▶ Exercise prompt
Put every line of the entries below into a numbered list, leaving out any blank lines.

•••

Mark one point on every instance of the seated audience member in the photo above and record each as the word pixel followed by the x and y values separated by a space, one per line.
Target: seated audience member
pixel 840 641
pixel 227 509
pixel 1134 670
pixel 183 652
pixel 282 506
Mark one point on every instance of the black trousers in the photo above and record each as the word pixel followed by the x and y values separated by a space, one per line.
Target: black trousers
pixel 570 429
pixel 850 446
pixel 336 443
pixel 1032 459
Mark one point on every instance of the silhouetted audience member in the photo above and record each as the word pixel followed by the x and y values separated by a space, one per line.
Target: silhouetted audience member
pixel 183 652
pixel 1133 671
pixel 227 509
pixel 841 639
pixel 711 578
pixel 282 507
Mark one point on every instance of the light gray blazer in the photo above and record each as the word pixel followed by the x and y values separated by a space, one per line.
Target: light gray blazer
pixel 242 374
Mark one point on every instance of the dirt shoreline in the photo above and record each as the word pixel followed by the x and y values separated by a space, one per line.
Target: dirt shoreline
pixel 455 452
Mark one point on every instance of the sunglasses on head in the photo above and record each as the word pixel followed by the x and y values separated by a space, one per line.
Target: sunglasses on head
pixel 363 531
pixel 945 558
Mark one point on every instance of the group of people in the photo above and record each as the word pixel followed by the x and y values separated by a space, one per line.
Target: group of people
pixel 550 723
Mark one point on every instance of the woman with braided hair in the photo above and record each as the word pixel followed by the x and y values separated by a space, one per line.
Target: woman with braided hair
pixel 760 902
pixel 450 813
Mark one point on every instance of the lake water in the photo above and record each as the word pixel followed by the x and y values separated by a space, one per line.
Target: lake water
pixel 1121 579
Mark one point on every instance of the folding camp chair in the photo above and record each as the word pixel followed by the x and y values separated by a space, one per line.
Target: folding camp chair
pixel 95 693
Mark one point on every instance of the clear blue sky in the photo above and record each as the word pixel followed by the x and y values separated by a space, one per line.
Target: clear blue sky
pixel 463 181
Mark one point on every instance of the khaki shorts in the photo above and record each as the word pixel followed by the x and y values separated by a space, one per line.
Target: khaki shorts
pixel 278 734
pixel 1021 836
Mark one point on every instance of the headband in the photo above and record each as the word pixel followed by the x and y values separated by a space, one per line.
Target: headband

•••

▶ Response to the task
1. Mark one point on every instance of the seated audience member in the photo above and record each as the word pixel followed by the x and y values separated by a space, one per line.
2. Target: seated audience member
3. pixel 840 641
4. pixel 227 509
5. pixel 1134 670
6. pixel 183 652
7. pixel 282 506
8. Mark one point on every instance of the black trousers in the photo above and record each as the word pixel followed by the x and y values separated by a space, one per line.
9. Target: black trousers
10. pixel 570 429
11. pixel 850 446
12. pixel 336 443
13. pixel 1032 459
14. Mark one point on every instance of the silhouetted audience member in the photo above and record each as the word pixel followed by the x and y values separated by a space, one per line.
15. Target: silhouetted audience member
16. pixel 183 652
17. pixel 1133 671
18. pixel 227 509
19. pixel 841 639
20. pixel 711 578
21. pixel 282 507
22. Mark one point on every instance of the light gray blazer in the photo above and record each as the word pixel followed by the x and y values separated by a space, one per line.
23. Target: light gray blazer
24. pixel 242 374
25. Mark one point on every instance of the dirt shoreline in the photo above and record each as the word pixel followed by the x and y values separated by a space, one per line.
26. Target: dirt shoreline
27. pixel 455 452
28. Mark one point on every instance of the sunglasses on head in the photo above and record each as the word pixel followed by the x and y values separated by a space, one per line.
29. Target: sunglasses on head
30. pixel 363 531
31. pixel 945 558
32. Mark one point on every instance of the group of people in the photo above and record each as the word pixel followed by the x and y values separated by a space, one per line.
33. Target: group of people
34. pixel 550 723
35. Mark one point on every instance of the woman with braided hair in the photo above and record each as the word pixel followed by the x and y values separated by a space, one per line.
36. Target: woman with braided hair
37. pixel 760 902
38. pixel 450 813
39. Mark one point on every instance of the lake water in the photo above and record each as the word pixel followed by the x and y values separated by a space, one per line.
40. Target: lake water
41. pixel 1121 579
42. Mark one point on every instance of the folding camp chair in the photo above and record each as the word pixel followed by the x and y values separated by a space, one per line.
43. Target: folding camp chair
44. pixel 95 693
45. Mark one point on every instance of the clear blue sky in the photo above and record each as the word pixel followed by the x and y values separated by a space, one per line.
46. Target: clear blue sky
47. pixel 463 181
48. Mark one point on every instance of the khaki shorts in the photo above and record each as the word pixel followed by the x and y values separated by a space, one per line.
49. Target: khaki shorts
50. pixel 278 734
51. pixel 1021 836
52. Mark one point on every instance of the headband in the photo above and record each as the word pixel followed by the x and y values separated by a space, one per line.
53. Target: headband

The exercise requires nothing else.